Work to do - Rewrite the material below from the line that contains "the red patterned" through the line that contains "pixel 340 280", with "marker" replaced by "dot" and everything else left unchanged.

Stored records -

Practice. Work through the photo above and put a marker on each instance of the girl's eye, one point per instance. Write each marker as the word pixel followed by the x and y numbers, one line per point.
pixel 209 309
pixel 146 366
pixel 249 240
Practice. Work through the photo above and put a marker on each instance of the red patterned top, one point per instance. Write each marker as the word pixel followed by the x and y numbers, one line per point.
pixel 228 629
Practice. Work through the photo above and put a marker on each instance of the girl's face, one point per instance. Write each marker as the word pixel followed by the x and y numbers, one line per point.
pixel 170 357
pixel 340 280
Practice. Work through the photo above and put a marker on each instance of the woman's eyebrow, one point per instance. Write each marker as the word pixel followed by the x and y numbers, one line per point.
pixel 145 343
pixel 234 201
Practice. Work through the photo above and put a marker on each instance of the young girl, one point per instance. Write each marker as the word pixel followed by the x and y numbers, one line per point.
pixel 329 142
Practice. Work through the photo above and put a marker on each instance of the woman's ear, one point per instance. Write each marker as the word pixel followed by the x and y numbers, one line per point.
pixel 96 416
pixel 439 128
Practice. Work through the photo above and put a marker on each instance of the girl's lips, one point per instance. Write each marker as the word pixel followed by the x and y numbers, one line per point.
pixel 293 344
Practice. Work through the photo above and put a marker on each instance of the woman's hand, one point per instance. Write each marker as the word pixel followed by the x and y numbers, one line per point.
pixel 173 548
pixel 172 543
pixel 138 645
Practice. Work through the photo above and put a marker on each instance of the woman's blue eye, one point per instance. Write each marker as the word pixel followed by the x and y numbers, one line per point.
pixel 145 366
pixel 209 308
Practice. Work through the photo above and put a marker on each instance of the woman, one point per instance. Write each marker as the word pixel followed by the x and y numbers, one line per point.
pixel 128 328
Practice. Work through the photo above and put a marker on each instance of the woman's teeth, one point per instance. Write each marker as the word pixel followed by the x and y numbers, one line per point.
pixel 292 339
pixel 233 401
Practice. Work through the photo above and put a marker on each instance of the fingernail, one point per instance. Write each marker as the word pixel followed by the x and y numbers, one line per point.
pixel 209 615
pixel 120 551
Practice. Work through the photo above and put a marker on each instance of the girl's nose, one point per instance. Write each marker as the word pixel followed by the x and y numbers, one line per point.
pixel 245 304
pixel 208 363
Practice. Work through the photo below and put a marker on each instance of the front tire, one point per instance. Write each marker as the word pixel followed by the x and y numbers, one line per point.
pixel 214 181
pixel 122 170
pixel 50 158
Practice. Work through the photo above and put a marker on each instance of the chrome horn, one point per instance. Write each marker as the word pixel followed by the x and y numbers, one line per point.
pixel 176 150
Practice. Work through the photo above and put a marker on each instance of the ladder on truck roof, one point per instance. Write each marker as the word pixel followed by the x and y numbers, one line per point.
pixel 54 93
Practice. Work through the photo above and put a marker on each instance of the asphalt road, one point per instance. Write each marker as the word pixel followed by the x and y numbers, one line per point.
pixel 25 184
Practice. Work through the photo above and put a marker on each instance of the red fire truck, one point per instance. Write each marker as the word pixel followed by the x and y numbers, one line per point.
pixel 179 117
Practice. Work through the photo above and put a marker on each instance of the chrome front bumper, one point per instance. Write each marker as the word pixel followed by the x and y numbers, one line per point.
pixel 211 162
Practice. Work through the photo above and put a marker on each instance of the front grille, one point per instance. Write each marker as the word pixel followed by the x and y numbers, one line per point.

Result of the task -
Practice. Work through the photo above and put a dot on each instance of the red patterned top, one point per instance. Write each dot as the word pixel followed by the x and y numbers, one line per point.
pixel 228 629
Practice. Work through the photo above and put a dot on each instance of the girl's face, one point per instance. Write each dot as the word pixel followed by the x and y numbers, one line per point.
pixel 170 357
pixel 340 280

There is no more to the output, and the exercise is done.